Text provided:
= = = = = = =

Skip to content

Saga Pattern

The Saga pattern manages distributed transactions across microservices via Kafka using either choreography (event-driven, decentralized) or orchestration (coordinator-driven, centralized), with compensation logic for rollback on failure.

Key Facts

  • Distributed transactions via two-phase commit (2PC) are slow, complex, and fragile in microservice architectures
  • Saga replaces 2PC with a sequence of local transactions, each publishing events to Kafka
  • Two variants: choreography (decentralized) and orchestration (centralized coordinator)
  • Each step has a corresponding compensation action for rollback
  • Debugging distributed transactions requires replaying Kafka log backwards to reconstruct object state
  • Eventual consistency is inherent - strong consistency requires distributed transactions

Patterns

Choreography-Based Saga

Order Service -> "OrderCreated" event -> Kafka
  Payment Service consumes -> processes payment -> "PaymentCompleted" event -> Kafka
    Inventory Service consumes -> reserves stock -> "StockReserved" event -> Kafka
      Shipping Service consumes -> schedules delivery -> "OrderFulfilled" event -> Kafka

On failure (e.g., payment fails):
  Payment Service -> "PaymentFailed" event -> Kafka
    Order Service consumes -> compensates (cancel order)
  • Pro: simple implementation, fully decoupled services
  • Con: hard to debug and monitor overall transaction flow; no central visibility

Orchestration-Based Saga

Saga Coordinator receives "CreateOrder" command
  -> sends "ProcessPayment" to Payment Service
  <- receives "PaymentCompleted"
  -> sends "ReserveStock" to Inventory Service
  <- receives "StockReserved"
  -> sends "ScheduleDelivery" to Shipping Service
  <- receives "DeliveryScheduled"
  -> marks saga as complete

On failure:
  <- receives "StockUnavailable"
  -> sends "RefundPayment" to Payment Service (compensation)

= = = = = = =

Entries shown:
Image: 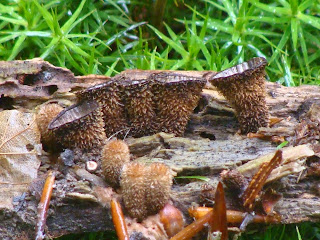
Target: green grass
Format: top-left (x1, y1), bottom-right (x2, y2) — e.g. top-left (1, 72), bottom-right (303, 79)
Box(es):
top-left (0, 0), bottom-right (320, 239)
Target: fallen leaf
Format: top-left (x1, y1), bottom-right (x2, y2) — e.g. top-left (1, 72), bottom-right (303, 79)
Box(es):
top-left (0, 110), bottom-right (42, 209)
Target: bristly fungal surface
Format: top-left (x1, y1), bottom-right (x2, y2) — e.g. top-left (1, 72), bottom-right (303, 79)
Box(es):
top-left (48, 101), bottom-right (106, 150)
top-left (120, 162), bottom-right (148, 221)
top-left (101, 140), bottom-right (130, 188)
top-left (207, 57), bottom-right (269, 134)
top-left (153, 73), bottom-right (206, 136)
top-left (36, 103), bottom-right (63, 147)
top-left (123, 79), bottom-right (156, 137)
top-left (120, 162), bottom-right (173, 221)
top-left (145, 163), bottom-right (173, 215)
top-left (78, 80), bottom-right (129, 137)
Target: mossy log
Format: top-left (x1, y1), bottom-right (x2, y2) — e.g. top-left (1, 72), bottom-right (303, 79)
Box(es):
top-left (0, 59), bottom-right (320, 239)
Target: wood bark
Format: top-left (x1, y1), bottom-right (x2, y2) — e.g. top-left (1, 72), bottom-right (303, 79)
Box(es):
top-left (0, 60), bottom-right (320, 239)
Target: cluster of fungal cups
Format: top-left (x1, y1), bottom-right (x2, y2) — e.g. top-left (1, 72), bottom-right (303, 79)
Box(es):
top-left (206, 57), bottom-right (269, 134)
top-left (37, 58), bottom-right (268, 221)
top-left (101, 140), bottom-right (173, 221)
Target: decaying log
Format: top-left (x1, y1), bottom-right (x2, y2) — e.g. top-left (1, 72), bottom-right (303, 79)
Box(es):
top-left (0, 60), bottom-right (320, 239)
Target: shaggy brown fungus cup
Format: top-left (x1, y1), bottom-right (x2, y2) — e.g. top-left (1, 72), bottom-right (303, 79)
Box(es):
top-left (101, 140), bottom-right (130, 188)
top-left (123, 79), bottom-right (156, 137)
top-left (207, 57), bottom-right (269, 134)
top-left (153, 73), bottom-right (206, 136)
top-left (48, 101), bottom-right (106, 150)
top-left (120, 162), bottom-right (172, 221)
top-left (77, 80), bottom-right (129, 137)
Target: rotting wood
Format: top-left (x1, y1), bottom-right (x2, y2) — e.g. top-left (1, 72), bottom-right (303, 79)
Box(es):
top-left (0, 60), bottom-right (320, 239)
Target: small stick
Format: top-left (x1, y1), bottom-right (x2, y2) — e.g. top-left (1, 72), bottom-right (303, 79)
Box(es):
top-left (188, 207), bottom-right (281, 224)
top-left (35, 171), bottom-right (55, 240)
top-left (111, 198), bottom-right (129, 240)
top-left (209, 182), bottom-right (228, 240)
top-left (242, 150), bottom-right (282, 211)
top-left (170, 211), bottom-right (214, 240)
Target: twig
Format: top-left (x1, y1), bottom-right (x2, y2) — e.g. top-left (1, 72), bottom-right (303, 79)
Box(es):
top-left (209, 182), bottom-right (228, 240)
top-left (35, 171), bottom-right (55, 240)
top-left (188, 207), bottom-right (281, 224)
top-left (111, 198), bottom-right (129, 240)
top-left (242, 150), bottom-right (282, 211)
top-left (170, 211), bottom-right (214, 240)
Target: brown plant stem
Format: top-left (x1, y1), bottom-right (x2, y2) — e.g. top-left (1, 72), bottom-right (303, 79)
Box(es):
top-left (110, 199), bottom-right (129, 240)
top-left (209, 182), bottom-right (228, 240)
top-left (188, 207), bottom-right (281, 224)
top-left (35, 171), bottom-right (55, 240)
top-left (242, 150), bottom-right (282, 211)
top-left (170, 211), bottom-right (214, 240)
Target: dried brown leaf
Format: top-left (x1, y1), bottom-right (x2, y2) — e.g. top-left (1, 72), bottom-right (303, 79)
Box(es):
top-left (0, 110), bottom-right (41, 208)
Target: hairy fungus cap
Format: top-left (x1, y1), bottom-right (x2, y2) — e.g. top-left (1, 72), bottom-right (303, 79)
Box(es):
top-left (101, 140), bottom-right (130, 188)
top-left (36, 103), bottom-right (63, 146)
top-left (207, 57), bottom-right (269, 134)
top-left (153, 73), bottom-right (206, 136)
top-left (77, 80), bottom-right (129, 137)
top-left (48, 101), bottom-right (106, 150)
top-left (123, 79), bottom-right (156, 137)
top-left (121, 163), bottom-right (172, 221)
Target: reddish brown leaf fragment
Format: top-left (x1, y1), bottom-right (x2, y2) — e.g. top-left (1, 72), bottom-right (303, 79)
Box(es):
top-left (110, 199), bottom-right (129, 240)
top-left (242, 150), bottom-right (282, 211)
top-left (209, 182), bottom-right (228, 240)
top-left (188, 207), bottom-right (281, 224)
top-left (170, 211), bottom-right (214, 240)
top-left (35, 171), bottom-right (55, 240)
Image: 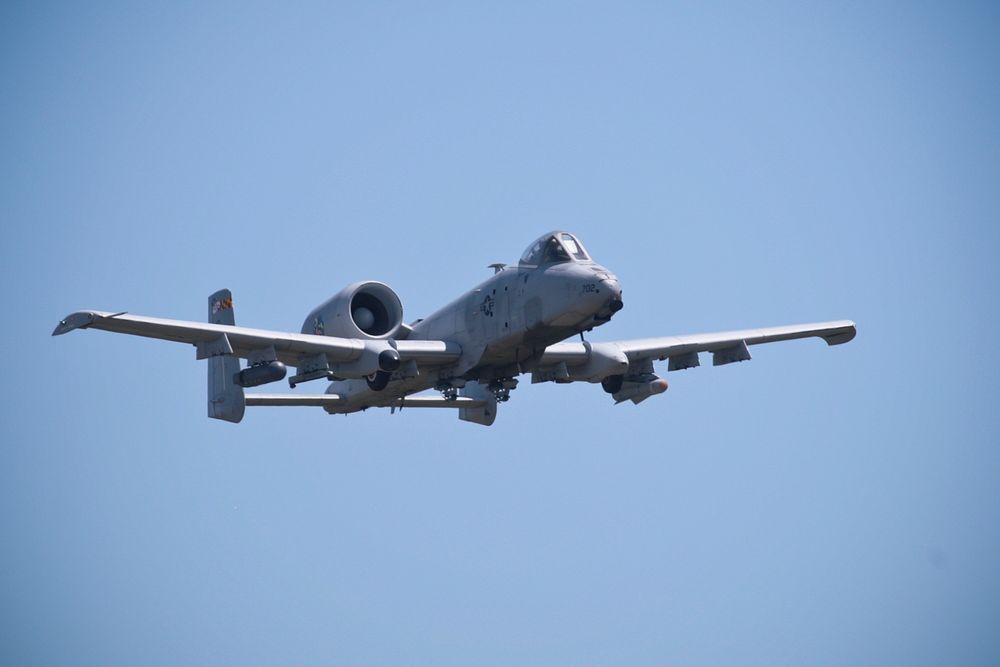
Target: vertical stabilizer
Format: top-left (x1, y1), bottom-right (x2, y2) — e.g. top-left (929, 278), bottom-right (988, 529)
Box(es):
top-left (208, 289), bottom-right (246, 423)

= = = = = = =

Problem to solve:
Continue the Saga pattern page after its last line.

The reply:
  -> sends "CancelOrder" to Order Service (compensation)
  -> marks saga as failed
  • Pro: clear transaction flow, easy debugging, single point of control
  • Con: coordinator is a single point of complexity; needs to be resilient itself

Implementation with Kafka

// Choreography: each service produces events on completion
@KafkaListener(topics = "order-events")
public void handleOrderEvent(OrderEvent event) {
    if (event.getType().equals("OrderCreated")) {
        try {
            processPayment(event.getOrderId());
            kafkaTemplate.send("payment-events", new PaymentCompleted(event.getOrderId()));
        } catch (Exception e) {
            kafkaTemplate.send("payment-events", new PaymentFailed(event.getOrderId(), e.getMessage()));
        }
    }
}

Design Considerations

  • Partition by entity key (e.g., order ID) - ensures all events for one saga land in same partition, preserving order
  • Idempotent compensation - compensation actions must be idempotent (may be called multiple times)
  • Timeout handling - define maximum saga duration; auto-compensate on timeout
  • State machine - track saga state (STARTED, PAYMENT_DONE, STOCK_RESERVED, COMPLETED, COMPENSATING, FAILED)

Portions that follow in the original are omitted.